◆ 課題内容 1 ◆
能登町とイカについての引用文によれば、能登町で水揚げされるイカのほとんどはどの港のものか。

◆ 引用文 ◆
**********

寿司、天ぷら、煮物、珍味など、日本の食卓に欠かせない魚介といえば「イカ」。2020年に水産庁が発表した統計調査によると、日本では一人当たり年間0.4kgのイカが消費されていて、これはサケ、マグロ、ブリ、エビに続くものだそうです。

考古学的な視点から縄文時代には食されていたと考えられ、五千年という長い歴史にわたって日本人の豊かな食生活を支えてきたこの海の生き物ですが、能登町が日本有数のイカの名産地であることはあまり知られていません。では、なぜ能登町がイカの名産地と言われているのか。そして、地元ではどんなイカ料理が食され、イカにまつわる文化が根付いているのか。今回は能登町とイカとの関係に迫ります。

能登町とイカ釣りの歴史

能登町小木は、能登半島の北東部に位置する人口2,500人ほどの小さな港町。じつは能登町で水揚げされるイカのほとんどが、この波穏やかな富山湾に面する能登小木港(以下、小木港)のものになります。最盛期の年間漁獲量は約3万トン。近年はさまざまな問題によって漁獲量が減っていますが、それでも青森県の八戸港、北海道の函館港と並ぶ「日本三大イカ釣り漁港」として、毎年多くの良質なイカを出荷しています。

小木でイカ釣り漁が始まったのは明治時代。古くから天然の良港として賑わっていた小木港は、船出の風を待つ「風待ち港」として知られ、北前船などの船舶がよく寄港していました。それまで二人乗りの小舟でイカ釣りを行っていた小木の漁師たちは、数千隻にもおよぶ入港船から最先端の情報を入手。ほどなくするとその知識と漁の腕を活かし、北海道へと新しい漁場を開拓していくことになります。

**********

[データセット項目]

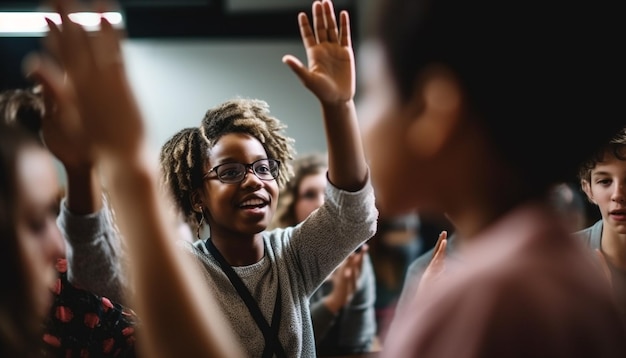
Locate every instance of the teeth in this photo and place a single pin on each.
(252, 202)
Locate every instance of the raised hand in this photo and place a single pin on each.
(330, 74)
(93, 79)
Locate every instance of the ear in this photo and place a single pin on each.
(196, 201)
(586, 186)
(437, 108)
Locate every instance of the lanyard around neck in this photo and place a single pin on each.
(270, 333)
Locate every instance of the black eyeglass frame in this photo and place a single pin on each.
(274, 173)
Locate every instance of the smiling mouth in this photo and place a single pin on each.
(253, 203)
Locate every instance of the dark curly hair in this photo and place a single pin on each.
(616, 147)
(184, 155)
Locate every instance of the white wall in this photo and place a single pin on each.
(176, 81)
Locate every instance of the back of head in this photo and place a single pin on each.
(305, 165)
(16, 325)
(538, 75)
(22, 106)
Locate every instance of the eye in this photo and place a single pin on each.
(262, 168)
(228, 171)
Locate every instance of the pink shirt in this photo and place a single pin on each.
(523, 288)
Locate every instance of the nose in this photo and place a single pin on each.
(251, 180)
(618, 193)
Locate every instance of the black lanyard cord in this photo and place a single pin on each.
(272, 343)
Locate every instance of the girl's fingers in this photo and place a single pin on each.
(319, 23)
(330, 21)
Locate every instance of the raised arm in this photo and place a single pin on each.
(178, 313)
(330, 75)
(94, 249)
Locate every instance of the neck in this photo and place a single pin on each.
(614, 247)
(239, 252)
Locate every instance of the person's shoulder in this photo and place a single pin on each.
(587, 234)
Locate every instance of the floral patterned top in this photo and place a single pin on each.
(83, 324)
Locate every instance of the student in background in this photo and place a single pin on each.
(30, 240)
(394, 247)
(342, 309)
(180, 317)
(461, 122)
(80, 321)
(603, 179)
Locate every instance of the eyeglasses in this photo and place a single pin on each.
(232, 173)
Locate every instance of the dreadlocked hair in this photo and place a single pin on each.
(251, 116)
(303, 166)
(181, 163)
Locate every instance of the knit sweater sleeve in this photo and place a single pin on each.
(323, 240)
(94, 252)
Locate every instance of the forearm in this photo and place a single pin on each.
(347, 168)
(94, 252)
(84, 191)
(163, 277)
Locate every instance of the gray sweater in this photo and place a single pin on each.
(298, 259)
(94, 252)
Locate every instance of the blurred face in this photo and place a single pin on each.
(607, 189)
(394, 171)
(38, 234)
(310, 195)
(244, 208)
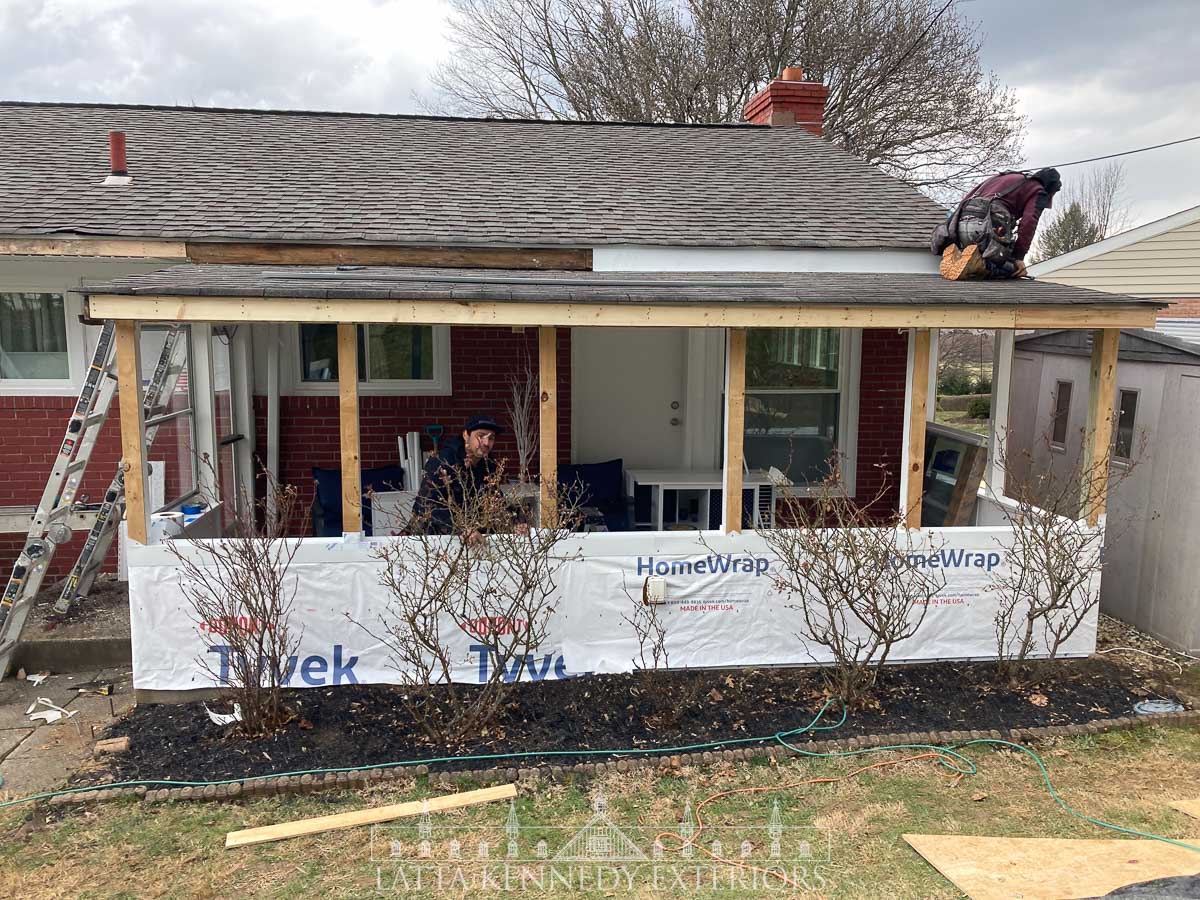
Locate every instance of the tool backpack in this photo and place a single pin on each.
(984, 221)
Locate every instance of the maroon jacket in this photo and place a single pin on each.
(1025, 203)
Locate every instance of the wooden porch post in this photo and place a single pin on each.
(133, 445)
(348, 414)
(735, 427)
(1101, 401)
(915, 461)
(547, 421)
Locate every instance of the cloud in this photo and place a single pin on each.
(351, 55)
(1103, 76)
(1092, 76)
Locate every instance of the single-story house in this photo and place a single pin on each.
(693, 300)
(1149, 580)
(1155, 502)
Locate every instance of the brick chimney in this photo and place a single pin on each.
(789, 100)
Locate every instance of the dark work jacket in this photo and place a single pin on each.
(1026, 203)
(447, 480)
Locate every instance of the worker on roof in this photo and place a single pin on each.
(977, 239)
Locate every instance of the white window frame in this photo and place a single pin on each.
(1056, 445)
(1116, 424)
(77, 345)
(847, 390)
(292, 359)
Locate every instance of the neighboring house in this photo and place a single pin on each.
(1159, 259)
(1149, 580)
(703, 300)
(1155, 508)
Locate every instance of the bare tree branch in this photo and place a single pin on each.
(906, 91)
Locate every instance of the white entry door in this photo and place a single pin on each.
(628, 396)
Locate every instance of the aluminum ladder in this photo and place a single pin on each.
(49, 527)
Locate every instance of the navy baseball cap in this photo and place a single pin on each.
(483, 423)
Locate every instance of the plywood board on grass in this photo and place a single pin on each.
(1049, 868)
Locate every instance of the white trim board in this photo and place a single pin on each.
(1117, 241)
(292, 384)
(645, 258)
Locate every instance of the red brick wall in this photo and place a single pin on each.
(881, 415)
(480, 363)
(33, 430)
(480, 358)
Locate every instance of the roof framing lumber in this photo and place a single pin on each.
(93, 247)
(263, 253)
(732, 315)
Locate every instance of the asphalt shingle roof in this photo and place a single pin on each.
(327, 177)
(405, 283)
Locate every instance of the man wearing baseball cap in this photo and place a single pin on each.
(462, 467)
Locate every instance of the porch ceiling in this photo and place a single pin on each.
(246, 293)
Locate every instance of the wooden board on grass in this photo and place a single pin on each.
(1049, 868)
(367, 816)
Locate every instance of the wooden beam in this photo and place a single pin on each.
(915, 460)
(259, 253)
(133, 445)
(369, 816)
(91, 247)
(547, 423)
(735, 427)
(1098, 436)
(348, 414)
(550, 313)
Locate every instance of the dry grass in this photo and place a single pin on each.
(133, 850)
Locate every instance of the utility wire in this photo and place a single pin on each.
(1113, 156)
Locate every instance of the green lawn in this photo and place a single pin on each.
(127, 849)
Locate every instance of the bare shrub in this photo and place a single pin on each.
(652, 631)
(241, 597)
(856, 576)
(1051, 582)
(492, 579)
(522, 408)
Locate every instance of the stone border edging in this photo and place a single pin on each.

**********

◆ 課題内容 2 ◆
エントリのうち「Locate every instance of the white trim」を含む行から、エントリの最後の行までを、両端の行と依頼文も含めてもう一度書き、解答にある座標の数値をすべて26ずつ足してずらせ。この範囲外の行は書かないこと。

◆ 完全な解答 1 ◆
富山湾に面する能登小木港(小木港)のものである。

◆ 完全な解答 2 ◆
Locate every instance of the white trim board in this photo and place a single pin on each.
(1143, 267)
(318, 410)
(671, 284)
Locate every instance of the red brick wall in this photo and place a single pin on each.
(907, 441)
(506, 389)
(59, 456)
(506, 384)
Locate every instance of the roof framing lumber in this photo and place a single pin on each.
(119, 273)
(289, 279)
(758, 341)
Locate every instance of the asphalt shingle roof in this photo and place a single pin on each.
(353, 203)
(431, 309)
Locate every instance of the man wearing baseball cap in this photo and place a single pin on each.
(488, 493)
Locate every instance of the porch ceiling in this photo and place a single pin on each.
(272, 319)
Locate every instance of the wooden board on grass in this photo and place a single pin on each.
(1075, 894)
(393, 842)
Locate every instance of the wooden beam in this photo and place a single pin on each.
(941, 486)
(285, 279)
(159, 471)
(395, 842)
(117, 273)
(573, 449)
(761, 453)
(1124, 462)
(374, 440)
(576, 339)
Locate every instance of the dry grass in this photo and place a single pin on each.
(159, 876)
Locate every instance of the utility wire in this photo and place a single pin on each.
(1139, 182)
Locate every instance of the green lawn in this photo and place a single pin on each.
(153, 875)
Locate every instance of the bare shrub in this photo and place a single pin on each.
(678, 657)
(267, 623)
(882, 602)
(1077, 608)
(518, 605)
(548, 434)
Locate every instance of the stone border edging in this photo and place a single pin on each.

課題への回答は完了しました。